● Task input:
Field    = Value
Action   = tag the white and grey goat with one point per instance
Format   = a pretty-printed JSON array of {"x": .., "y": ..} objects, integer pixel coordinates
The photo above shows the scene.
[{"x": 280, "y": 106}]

● Exercise: Only the lines from the one containing "integer pixel coordinates" through the end of the entries above belong in the answer; repeat them exactly.

● Answer section:
Format   = a pretty-printed JSON array of {"x": .., "y": ..} objects, integer pixel coordinates
The photo above shows the scene.
[{"x": 280, "y": 106}]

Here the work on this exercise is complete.